READING PASSAGE:
________________
1991 Budget of the Canadian Federal Government
- Presented: 26 February 1991
- Country: Canada
- Parliament: 34th
- Party: Progressive Conservative
- Finance minister: Michael Wilson
- Total revenue: 126.086 billion
- Total expenditures: 158.405 billion
- Deficit: $32.319 billion

= 1991 Canadian federal budget =

The Canadian federal budget for fiscal year 1991–92 was presented by Minister of Finance Michael Wilson in the House of Commons of Canada on 26 February 1991.

==Taxes==
The budget did not bring sweeping tax changes after the consequential 1987 Income tax reform and the introduction of the GST on January 1, 1991.

===Personal income taxes===
Minor changes focused on improving tax incentives to disabled individuals and included:
- Increase to the Disability Tax Credit from $575 to $700 and indexation after the 1991 Fiscal year;
- Amendments to the medical expenses deduction rules to include previously non-deductible expenses (for instance part-time attendant care, trained service animals, incontinence products);
- Costs incurred by businesses to modify their premises to accommodate disabled persons are now fully deductible in the year of installation;
- Changes to taxable benefits rules to exclude reasonable amounts provided for the transportation of disabled employees.
________________
REQUIRED TASKS:
1. According to the 1991 Canadian federal budget text, what amount was the Disability Tax Credit raised to?
2. Write out the part of the 1991 Canadian federal budget text starting with "The Canadian federal budget" and going on through "January 1, 1991.".

DATA FOR REVIEW:
________________
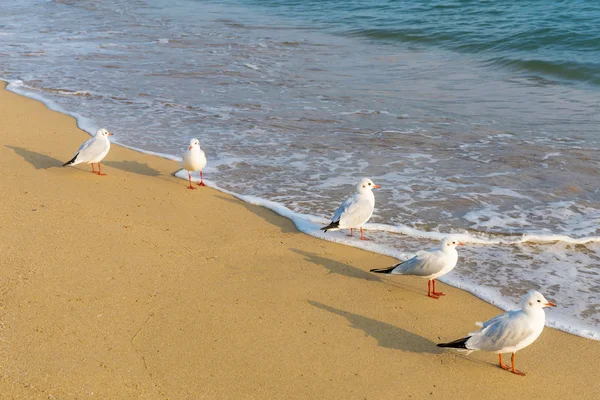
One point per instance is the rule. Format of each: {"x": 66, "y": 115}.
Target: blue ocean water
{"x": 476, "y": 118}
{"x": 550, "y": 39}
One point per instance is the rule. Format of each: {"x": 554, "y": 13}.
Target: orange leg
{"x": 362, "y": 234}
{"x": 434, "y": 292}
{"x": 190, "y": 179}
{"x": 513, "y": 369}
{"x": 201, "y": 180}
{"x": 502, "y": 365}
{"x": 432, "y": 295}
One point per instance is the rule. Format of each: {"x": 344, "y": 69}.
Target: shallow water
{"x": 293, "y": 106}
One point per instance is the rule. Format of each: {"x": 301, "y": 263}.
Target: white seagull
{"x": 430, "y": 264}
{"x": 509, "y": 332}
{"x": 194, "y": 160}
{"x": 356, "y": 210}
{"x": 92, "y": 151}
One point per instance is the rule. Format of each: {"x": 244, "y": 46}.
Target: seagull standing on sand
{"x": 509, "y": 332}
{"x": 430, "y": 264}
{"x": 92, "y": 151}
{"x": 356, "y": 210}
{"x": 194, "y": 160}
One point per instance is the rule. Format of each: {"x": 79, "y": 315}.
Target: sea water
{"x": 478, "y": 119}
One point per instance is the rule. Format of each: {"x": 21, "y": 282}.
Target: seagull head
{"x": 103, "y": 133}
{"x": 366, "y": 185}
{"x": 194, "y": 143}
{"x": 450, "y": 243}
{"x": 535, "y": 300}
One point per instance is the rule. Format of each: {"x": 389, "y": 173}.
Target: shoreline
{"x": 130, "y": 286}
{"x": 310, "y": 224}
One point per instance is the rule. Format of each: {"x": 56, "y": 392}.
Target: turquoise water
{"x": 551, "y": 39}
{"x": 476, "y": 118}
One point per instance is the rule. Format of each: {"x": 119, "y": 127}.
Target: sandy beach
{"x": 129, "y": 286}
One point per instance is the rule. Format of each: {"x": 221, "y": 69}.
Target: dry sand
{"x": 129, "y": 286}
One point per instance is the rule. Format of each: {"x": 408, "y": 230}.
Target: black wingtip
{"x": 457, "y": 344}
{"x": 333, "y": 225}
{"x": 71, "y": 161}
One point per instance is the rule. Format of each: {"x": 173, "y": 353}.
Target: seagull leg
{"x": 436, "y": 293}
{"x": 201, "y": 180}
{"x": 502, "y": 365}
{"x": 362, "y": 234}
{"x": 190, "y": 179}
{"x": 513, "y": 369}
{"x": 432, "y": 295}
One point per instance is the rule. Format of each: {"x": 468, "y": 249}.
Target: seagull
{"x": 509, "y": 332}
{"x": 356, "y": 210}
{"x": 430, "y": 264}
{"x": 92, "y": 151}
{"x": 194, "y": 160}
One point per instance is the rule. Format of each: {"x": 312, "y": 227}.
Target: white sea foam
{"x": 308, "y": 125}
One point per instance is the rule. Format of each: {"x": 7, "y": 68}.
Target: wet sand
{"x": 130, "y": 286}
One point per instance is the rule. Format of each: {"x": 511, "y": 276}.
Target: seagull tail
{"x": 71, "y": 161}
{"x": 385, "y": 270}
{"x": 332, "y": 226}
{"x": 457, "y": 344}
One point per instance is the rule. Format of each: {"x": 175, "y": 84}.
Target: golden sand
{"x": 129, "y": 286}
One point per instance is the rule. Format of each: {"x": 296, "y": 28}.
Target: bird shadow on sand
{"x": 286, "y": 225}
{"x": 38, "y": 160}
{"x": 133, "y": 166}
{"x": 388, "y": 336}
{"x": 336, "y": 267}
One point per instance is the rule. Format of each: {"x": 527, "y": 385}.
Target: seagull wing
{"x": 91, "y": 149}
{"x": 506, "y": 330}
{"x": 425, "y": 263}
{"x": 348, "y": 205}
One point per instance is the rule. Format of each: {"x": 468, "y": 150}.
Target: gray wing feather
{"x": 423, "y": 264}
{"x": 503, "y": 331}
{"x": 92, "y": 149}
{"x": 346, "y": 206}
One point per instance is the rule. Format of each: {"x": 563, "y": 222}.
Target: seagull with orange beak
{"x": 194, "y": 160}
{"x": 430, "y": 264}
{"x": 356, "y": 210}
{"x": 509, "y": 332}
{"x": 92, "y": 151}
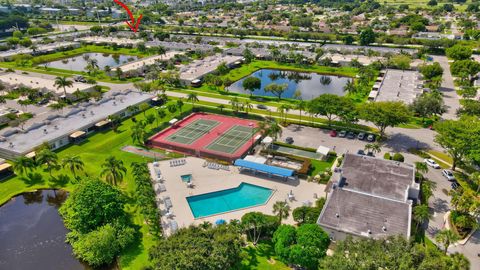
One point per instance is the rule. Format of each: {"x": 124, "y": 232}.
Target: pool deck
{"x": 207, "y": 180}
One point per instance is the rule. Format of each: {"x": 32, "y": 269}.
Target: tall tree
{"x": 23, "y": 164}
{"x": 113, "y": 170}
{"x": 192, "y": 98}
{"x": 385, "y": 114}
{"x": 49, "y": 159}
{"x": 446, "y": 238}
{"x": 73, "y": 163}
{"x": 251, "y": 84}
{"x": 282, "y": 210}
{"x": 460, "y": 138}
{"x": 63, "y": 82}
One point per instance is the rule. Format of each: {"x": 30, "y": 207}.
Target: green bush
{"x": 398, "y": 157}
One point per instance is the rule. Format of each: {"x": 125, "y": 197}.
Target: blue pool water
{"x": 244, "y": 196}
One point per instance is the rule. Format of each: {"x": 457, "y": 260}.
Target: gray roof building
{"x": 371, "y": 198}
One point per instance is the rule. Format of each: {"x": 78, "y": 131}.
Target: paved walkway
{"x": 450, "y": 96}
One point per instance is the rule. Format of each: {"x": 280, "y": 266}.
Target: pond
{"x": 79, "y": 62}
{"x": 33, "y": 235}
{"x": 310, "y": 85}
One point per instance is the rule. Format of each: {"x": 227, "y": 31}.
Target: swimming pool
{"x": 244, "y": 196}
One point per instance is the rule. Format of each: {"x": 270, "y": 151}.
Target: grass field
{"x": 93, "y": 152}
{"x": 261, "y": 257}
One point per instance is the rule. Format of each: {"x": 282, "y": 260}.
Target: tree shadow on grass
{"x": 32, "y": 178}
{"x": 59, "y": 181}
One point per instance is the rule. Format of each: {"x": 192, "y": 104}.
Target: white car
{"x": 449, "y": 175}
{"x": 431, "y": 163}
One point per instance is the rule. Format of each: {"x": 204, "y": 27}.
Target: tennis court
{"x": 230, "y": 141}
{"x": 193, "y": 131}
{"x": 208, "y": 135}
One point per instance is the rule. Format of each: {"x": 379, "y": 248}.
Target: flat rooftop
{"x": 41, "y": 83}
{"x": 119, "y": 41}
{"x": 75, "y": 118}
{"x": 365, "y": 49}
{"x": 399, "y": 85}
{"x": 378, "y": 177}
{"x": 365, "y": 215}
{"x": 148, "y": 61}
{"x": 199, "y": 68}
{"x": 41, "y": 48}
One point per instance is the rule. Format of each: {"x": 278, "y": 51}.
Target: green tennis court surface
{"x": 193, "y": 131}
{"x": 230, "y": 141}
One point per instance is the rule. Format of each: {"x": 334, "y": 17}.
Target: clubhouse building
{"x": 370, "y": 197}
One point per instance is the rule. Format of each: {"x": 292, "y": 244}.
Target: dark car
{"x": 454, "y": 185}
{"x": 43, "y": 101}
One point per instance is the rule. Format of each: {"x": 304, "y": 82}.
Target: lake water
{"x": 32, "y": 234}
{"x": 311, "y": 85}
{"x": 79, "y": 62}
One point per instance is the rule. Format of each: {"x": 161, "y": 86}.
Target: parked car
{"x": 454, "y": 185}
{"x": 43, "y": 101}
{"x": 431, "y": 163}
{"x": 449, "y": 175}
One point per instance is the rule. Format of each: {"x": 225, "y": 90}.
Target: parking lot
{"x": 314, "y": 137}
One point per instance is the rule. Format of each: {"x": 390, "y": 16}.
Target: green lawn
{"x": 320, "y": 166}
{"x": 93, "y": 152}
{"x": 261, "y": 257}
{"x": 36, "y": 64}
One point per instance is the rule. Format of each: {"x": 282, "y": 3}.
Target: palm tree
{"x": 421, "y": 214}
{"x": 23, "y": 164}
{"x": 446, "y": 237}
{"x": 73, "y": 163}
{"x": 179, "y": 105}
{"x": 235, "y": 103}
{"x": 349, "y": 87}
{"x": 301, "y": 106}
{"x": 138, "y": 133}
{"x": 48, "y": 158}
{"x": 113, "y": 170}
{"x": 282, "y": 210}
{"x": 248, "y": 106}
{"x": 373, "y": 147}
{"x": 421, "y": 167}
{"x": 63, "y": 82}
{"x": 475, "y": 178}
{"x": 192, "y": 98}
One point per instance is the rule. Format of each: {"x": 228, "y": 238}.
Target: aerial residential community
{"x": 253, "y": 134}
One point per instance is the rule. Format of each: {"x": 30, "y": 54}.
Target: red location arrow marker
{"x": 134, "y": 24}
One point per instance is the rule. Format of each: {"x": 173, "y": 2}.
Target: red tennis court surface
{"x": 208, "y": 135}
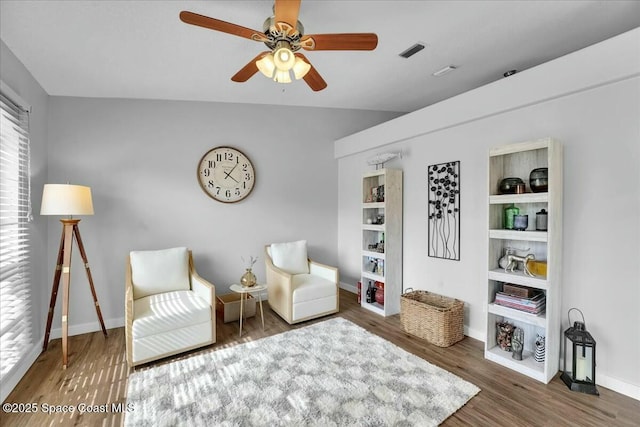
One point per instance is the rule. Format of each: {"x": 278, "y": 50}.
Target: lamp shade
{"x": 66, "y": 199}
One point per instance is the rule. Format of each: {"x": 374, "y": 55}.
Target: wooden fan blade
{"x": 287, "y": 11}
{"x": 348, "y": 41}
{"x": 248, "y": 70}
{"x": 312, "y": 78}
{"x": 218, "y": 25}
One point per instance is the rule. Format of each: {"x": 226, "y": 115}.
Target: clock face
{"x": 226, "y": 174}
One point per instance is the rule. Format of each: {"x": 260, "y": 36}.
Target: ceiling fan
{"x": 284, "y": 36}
________________
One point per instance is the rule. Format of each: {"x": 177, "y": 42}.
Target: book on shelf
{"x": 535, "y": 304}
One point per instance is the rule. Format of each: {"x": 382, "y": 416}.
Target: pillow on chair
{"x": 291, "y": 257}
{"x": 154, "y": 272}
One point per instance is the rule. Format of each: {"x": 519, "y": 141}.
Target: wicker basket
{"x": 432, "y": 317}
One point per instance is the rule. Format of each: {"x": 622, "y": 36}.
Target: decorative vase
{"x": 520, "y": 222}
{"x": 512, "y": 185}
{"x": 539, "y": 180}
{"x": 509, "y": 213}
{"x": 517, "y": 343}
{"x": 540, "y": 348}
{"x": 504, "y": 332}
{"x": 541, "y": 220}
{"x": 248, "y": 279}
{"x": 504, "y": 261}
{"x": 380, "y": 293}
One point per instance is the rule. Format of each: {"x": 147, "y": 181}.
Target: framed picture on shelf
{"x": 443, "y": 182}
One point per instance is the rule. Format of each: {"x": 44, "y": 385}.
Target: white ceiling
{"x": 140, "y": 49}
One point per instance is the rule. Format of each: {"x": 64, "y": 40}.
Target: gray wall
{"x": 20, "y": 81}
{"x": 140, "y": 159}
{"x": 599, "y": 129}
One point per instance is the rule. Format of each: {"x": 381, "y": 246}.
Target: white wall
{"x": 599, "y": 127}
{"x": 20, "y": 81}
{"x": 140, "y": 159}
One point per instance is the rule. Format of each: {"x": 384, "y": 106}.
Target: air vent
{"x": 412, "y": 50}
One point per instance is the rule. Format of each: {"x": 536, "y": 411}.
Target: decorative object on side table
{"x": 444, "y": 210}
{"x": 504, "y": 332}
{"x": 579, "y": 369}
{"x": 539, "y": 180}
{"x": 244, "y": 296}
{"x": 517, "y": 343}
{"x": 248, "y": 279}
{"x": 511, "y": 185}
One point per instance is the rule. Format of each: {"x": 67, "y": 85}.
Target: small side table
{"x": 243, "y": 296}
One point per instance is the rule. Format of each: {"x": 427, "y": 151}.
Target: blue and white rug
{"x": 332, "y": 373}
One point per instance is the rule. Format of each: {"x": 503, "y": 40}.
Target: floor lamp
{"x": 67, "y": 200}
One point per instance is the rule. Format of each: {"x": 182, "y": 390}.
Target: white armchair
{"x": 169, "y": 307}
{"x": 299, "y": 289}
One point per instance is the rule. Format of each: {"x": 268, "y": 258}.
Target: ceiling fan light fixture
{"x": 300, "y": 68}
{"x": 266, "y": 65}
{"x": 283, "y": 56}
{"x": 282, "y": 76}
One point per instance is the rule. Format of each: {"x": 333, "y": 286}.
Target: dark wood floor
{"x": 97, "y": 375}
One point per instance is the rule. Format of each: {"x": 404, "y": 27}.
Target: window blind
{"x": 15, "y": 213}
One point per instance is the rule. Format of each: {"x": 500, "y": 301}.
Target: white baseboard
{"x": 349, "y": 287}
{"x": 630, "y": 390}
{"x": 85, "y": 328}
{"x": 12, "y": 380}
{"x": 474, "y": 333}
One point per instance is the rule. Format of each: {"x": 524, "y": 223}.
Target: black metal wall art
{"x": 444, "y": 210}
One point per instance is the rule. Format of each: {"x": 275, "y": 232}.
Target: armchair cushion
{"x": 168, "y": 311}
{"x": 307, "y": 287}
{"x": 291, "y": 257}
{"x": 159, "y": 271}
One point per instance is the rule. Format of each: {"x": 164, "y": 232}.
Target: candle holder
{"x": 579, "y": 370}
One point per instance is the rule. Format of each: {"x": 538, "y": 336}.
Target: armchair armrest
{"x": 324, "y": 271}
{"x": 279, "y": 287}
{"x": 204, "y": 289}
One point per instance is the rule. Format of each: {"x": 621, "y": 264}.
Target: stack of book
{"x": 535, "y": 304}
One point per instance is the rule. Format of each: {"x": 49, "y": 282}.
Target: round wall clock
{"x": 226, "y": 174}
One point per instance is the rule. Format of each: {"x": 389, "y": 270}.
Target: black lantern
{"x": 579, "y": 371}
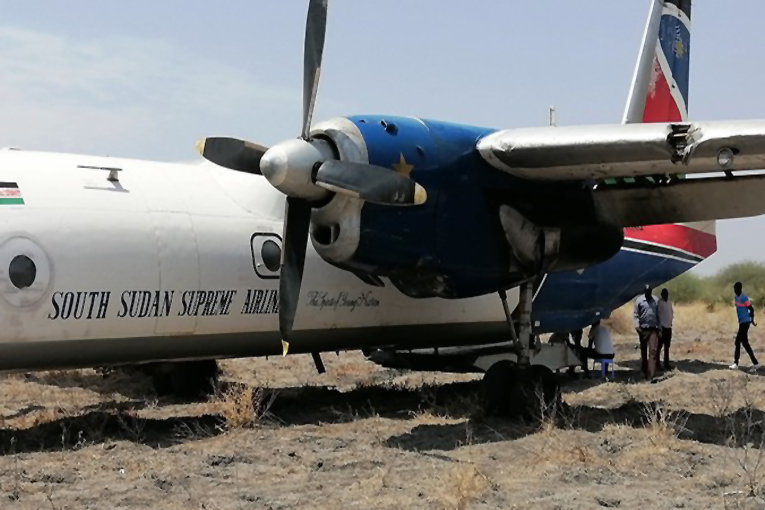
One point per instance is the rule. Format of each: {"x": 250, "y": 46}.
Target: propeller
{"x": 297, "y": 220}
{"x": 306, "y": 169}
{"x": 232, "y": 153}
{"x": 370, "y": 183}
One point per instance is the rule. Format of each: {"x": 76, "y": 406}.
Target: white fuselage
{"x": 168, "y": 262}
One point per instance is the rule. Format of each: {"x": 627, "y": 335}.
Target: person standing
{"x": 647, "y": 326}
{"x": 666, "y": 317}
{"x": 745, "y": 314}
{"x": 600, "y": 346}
________________
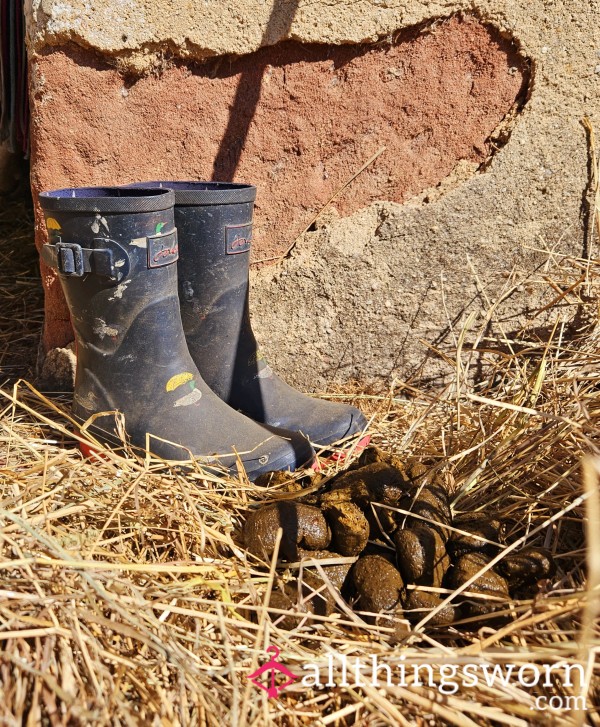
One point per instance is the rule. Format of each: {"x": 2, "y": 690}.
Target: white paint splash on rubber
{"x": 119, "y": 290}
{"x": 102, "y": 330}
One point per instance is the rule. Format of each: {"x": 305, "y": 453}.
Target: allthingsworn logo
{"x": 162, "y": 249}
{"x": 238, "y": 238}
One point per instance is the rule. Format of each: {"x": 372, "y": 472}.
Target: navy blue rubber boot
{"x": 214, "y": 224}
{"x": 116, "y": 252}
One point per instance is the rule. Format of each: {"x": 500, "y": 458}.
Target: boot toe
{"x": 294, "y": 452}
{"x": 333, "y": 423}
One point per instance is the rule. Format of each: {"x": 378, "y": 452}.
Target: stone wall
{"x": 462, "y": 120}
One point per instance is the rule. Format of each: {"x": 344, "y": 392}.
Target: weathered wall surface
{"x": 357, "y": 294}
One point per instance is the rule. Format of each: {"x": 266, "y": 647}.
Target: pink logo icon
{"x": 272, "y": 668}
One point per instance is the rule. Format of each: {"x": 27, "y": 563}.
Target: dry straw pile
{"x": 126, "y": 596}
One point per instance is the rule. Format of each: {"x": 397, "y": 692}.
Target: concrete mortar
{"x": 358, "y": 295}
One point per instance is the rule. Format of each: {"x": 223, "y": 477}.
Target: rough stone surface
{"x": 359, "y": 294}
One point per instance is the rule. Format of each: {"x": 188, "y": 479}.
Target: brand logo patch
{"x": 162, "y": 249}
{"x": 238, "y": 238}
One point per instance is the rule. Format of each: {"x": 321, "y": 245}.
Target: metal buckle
________________
TASK-BY-TASK SOLUTIONS:
1. It was raised to $700, up from $575.

2.
The Canadian federal budget for fiscal year 1991–92 was presented by Minister of Finance Michael Wilson in the House of Commons of Canada on 26 February 1991.

==Taxes==
The budget did not bring sweeping tax changes after the consequential 1987 Income tax reform and the introduction of the GST on January 1, 1991.